━━━━━ Input records
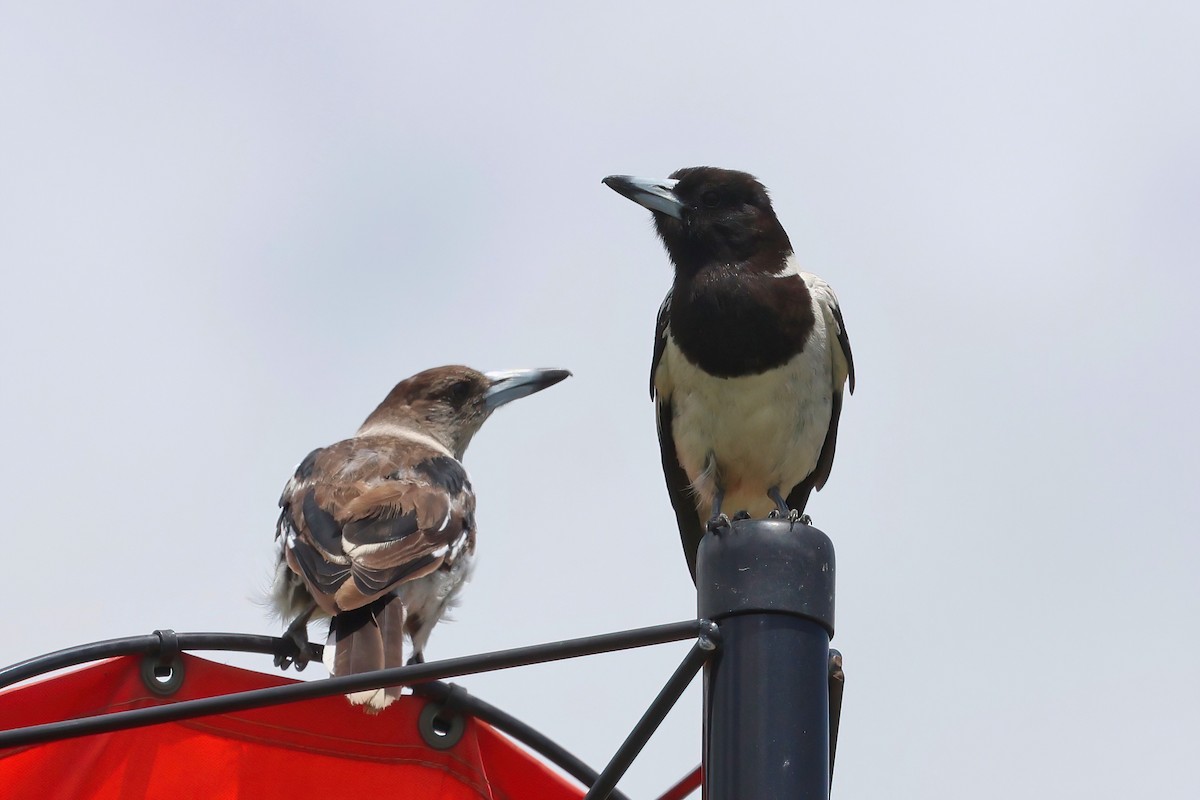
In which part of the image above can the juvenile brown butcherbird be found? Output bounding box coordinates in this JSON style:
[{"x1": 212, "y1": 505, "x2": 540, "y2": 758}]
[
  {"x1": 604, "y1": 167, "x2": 855, "y2": 581},
  {"x1": 271, "y1": 365, "x2": 570, "y2": 711}
]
━━━━━━━━━━
## Your objective:
A word-for-word copy of all the records above is required, with the pictures left out.

## Task solution:
In which part of the image above can the juvenile brown butcherbird be found? Output bounding box coordinates in this JSON style:
[{"x1": 212, "y1": 505, "x2": 540, "y2": 758}]
[
  {"x1": 604, "y1": 167, "x2": 855, "y2": 581},
  {"x1": 271, "y1": 365, "x2": 570, "y2": 711}
]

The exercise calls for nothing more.